▸ Problem description: Give back every record exactly.

▸ Extracted records:
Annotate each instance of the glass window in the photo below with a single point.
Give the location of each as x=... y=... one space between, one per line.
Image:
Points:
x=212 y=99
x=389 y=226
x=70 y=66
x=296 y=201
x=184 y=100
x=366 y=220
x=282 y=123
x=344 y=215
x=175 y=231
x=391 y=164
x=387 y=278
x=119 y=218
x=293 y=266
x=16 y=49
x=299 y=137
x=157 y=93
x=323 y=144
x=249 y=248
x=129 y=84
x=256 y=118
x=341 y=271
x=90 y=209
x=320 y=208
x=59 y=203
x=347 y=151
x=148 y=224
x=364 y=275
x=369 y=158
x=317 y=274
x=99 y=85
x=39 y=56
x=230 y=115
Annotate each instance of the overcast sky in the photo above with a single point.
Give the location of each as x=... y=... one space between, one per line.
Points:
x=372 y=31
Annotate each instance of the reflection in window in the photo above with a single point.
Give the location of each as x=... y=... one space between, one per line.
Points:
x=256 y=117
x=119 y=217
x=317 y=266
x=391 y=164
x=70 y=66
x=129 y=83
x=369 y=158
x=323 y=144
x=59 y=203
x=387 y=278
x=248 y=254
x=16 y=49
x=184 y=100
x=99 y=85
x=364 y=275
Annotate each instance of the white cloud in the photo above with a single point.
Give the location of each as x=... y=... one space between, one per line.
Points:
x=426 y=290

▸ Result for this task:
Annotate each instance of the glass window in the photo below with a single point.
Give the location of each as x=... y=... one space between, one per line.
Image:
Points:
x=212 y=99
x=389 y=226
x=70 y=66
x=296 y=201
x=184 y=100
x=366 y=220
x=282 y=123
x=344 y=215
x=175 y=231
x=391 y=164
x=387 y=278
x=119 y=218
x=293 y=266
x=16 y=49
x=299 y=137
x=157 y=93
x=323 y=144
x=249 y=248
x=129 y=84
x=256 y=118
x=341 y=271
x=90 y=209
x=320 y=208
x=59 y=203
x=347 y=151
x=148 y=224
x=364 y=275
x=369 y=158
x=317 y=274
x=99 y=85
x=39 y=56
x=230 y=115
Annotate each instance of the overcast sky in the photo above with a single point.
Give the location of each as x=... y=... one space between, one per line.
Points:
x=372 y=31
Annotate each instance of the reflection in window in the photo above with a single point.
Give the location of each as x=... y=... one space between, one per line.
Points:
x=256 y=117
x=119 y=217
x=317 y=266
x=391 y=164
x=70 y=66
x=129 y=83
x=369 y=158
x=323 y=144
x=59 y=203
x=387 y=278
x=248 y=254
x=16 y=49
x=184 y=100
x=99 y=85
x=364 y=275
Annotate each instance of the white cloud in the photo above with a single point.
Give the location of each as x=... y=... one space between, one per line.
Points:
x=426 y=290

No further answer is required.